> What is expected:
What you give back should match the entries below character for character.

+++ Provided data +++

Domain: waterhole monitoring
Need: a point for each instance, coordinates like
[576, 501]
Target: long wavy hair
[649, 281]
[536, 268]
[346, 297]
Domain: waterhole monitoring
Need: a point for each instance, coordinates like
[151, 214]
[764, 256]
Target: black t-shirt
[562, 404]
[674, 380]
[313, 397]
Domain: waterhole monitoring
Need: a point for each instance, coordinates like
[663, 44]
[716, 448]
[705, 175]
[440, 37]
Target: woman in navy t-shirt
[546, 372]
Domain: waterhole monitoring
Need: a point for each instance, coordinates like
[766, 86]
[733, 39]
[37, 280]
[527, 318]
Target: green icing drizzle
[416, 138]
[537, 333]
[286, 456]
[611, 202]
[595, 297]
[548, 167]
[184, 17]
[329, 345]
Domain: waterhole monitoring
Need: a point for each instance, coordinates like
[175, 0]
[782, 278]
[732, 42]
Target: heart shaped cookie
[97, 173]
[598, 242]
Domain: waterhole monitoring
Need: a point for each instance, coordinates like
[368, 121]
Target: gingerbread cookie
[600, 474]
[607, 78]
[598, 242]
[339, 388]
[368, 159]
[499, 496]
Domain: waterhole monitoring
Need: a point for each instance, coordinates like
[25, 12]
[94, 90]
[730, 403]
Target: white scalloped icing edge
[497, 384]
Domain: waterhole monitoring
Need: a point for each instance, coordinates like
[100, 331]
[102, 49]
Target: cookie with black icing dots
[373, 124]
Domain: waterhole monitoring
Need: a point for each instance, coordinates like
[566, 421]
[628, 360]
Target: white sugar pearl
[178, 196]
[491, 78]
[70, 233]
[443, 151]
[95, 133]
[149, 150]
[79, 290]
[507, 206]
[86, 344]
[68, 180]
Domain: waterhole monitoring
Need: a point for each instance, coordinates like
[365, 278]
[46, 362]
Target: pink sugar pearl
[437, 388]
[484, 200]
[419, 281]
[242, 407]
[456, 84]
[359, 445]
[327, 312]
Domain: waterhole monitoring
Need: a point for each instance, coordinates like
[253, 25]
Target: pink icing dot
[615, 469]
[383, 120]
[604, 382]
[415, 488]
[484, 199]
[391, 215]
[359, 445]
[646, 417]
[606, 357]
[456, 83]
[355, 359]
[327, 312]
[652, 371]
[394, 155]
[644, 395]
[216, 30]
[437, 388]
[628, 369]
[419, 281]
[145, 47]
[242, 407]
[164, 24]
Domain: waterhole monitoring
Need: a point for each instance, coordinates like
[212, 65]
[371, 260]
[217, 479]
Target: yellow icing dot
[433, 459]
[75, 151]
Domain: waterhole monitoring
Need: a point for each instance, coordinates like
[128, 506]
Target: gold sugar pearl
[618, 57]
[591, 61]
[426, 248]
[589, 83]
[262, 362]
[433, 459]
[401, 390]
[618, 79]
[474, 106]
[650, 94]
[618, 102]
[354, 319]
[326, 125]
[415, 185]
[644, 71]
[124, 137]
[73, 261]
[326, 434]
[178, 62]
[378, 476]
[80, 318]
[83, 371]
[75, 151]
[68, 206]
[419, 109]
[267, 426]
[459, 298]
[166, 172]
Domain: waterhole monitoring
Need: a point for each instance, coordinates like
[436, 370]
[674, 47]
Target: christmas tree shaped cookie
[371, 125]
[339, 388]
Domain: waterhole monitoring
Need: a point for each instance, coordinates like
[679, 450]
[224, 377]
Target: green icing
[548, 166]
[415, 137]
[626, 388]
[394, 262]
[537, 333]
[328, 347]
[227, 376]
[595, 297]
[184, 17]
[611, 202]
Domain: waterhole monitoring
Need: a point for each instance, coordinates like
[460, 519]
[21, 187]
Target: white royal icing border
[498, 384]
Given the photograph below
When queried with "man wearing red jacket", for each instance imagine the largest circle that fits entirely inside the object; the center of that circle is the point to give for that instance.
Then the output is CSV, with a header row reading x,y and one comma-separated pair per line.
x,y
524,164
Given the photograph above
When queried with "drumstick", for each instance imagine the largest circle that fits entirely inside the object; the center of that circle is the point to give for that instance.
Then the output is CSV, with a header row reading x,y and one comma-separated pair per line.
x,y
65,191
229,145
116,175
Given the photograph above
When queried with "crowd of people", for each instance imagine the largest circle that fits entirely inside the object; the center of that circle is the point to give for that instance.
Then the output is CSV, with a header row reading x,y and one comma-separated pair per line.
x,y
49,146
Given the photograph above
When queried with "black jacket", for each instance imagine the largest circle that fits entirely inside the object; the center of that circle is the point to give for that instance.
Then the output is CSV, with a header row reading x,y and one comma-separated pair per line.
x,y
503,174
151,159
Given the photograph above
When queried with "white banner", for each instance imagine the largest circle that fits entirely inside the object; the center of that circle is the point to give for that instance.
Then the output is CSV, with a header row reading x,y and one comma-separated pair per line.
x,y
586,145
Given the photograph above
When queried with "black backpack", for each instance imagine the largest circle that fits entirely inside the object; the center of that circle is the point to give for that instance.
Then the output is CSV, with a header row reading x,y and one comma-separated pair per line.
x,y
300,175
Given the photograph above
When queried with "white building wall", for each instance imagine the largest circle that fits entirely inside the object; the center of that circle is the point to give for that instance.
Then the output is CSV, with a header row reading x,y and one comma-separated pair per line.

+++

> Output for this exercise:
Domain: waterhole monitoring
Need: a point for each instance, coordinates like
[576, 501]
Target: long wavy hair
[649, 281]
[536, 268]
[346, 297]
Domain: waterhole monitoring
Need: a point for each instance, coordinates like
[151, 214]
[764, 256]
Target: black t-shirt
[562, 404]
[674, 380]
[313, 397]
Domain: waterhole monitoring
Need: a point for each instance, coordinates like
[663, 44]
[716, 448]
[705, 175]
[440, 37]
Target: woman in navy t-shirt
[546, 372]
Domain: waterhole monitoring
Need: a point for each instance, coordinates like
[766, 86]
[733, 39]
[37, 280]
[527, 318]
Target: green icing drizzle
[416, 138]
[537, 333]
[286, 456]
[611, 202]
[595, 297]
[548, 167]
[184, 17]
[329, 345]
Domain: waterhole monitoring
Need: a point for each instance, coordinates like
[175, 0]
[782, 278]
[732, 42]
Target: heart shaped cookie
[97, 173]
[598, 242]
Domain: waterhole monitoring
Need: a point for each instance, coordinates like
[368, 121]
Target: gingerbread cookie
[600, 474]
[607, 78]
[598, 242]
[339, 388]
[368, 159]
[499, 496]
Domain: waterhole monitoring
Need: a point for each instance, coordinates like
[25, 12]
[94, 90]
[730, 403]
Target: white scalloped icing edge
[497, 384]
Domain: waterhole monitoring
Need: a point for each instance, coordinates like
[100, 331]
[102, 49]
Target: cookie with black icing dots
[373, 124]
Domain: waterhole monitoring
Need: a point for each instance, coordinates like
[566, 421]
[628, 360]
Target: white sugar pearl
[178, 196]
[491, 78]
[70, 233]
[443, 151]
[95, 133]
[149, 150]
[79, 290]
[507, 206]
[86, 344]
[68, 180]
Domain: waterhole monitoring
Need: a point for each instance, coordinates like
[365, 278]
[46, 362]
Target: pink sugar pearl
[437, 388]
[484, 200]
[419, 281]
[242, 407]
[456, 84]
[359, 445]
[327, 312]
Domain: waterhole monitoring
Need: a point for each instance, coordinates like
[253, 25]
Target: pink icing dot
[615, 469]
[383, 120]
[604, 382]
[415, 488]
[484, 199]
[391, 215]
[359, 445]
[646, 417]
[606, 357]
[456, 83]
[355, 359]
[327, 312]
[652, 371]
[394, 155]
[644, 395]
[216, 30]
[437, 388]
[628, 369]
[419, 281]
[145, 47]
[242, 407]
[164, 24]
Domain: waterhole monitoring
Need: a point for each instance, coordinates like
[212, 65]
[371, 260]
[217, 479]
Target: yellow icing dot
[433, 459]
[75, 151]
Domain: waterhole monitoring
Need: a point for each instance, coordinates like
[128, 506]
Target: gold sugar pearl
[618, 57]
[591, 61]
[426, 248]
[589, 83]
[262, 362]
[433, 459]
[401, 390]
[618, 79]
[474, 106]
[650, 94]
[618, 102]
[354, 319]
[326, 125]
[415, 185]
[644, 71]
[124, 137]
[73, 261]
[326, 434]
[178, 62]
[378, 476]
[80, 318]
[83, 371]
[75, 151]
[68, 206]
[419, 109]
[267, 426]
[459, 298]
[166, 172]
Domain: waterhole monitoring
Need: a point for each instance, coordinates like
[436, 370]
[674, 47]
Target: christmas tree shaped cookie
[371, 125]
[339, 388]
Domain: waterhole monitoring
Need: a point for each instance, coordinates like
[679, 450]
[224, 377]
Target: green icing
[548, 166]
[415, 137]
[626, 388]
[394, 262]
[537, 333]
[328, 347]
[227, 376]
[595, 297]
[184, 17]
[611, 202]
Domain: waterhole monitoring
Need: a point for each instance, coordinates like
[460, 519]
[21, 187]
Target: white royal icing border
[498, 384]
Given the photograph below
When queried with "man wearing red jacket", for each instance imagine the largest circle that fits entirely inside the object; the center of that circle is the point to give for that instance.
Then the output is CSV, with a header row reading x,y and one comma-separated pair per line.
x,y
524,164
Given the photograph above
When queried with "drumstick", for each instance imagine the largest circle that fits entirely inside the object; the center of that circle is the point to give for that instance.
Then the output is CSV, with a header row reading x,y and one comma-separated pair per line.
x,y
65,191
229,145
116,175
Given the photograph above
When queried with "crowd of people", for each instance imagine the largest circle that fits entirely inside the object; the center of that circle is the point to give for that instance.
Then the output is CSV, with a header row reading x,y and one comma-separated pair per line.
x,y
49,146
Given the photograph above
When queried with "black jacket", for each instance imagine the largest circle that fits entirely inside the object; the center of that circle is the point to give for that instance.
Then the output is CSV, with a header row reading x,y and one comma-separated pair per line.
x,y
503,174
151,159
Given the photograph above
When queried with "white banner", for each instance imagine the largest circle that fits entirely inside the object; the center of that circle is the point to give for that instance.
Then the output is CSV, with a header row reading x,y and one comma-separated pair per line.
x,y
586,145
Given the photograph above
When queried with "black backpack", for each instance imagine the largest circle that fits entirely inside the object; the center of that circle is the point to give for that instance.
Then the output is CSV, with a header row reading x,y and one comma-separated pair per line.
x,y
300,175
Given the photograph above
When queried with "white building wall", for each instance imagine the largest circle that fits entirely inside the object; the center of that circle is the point to give for that instance.
Then the output is CSV, with a header row reading x,y and one comma-separated pair per line.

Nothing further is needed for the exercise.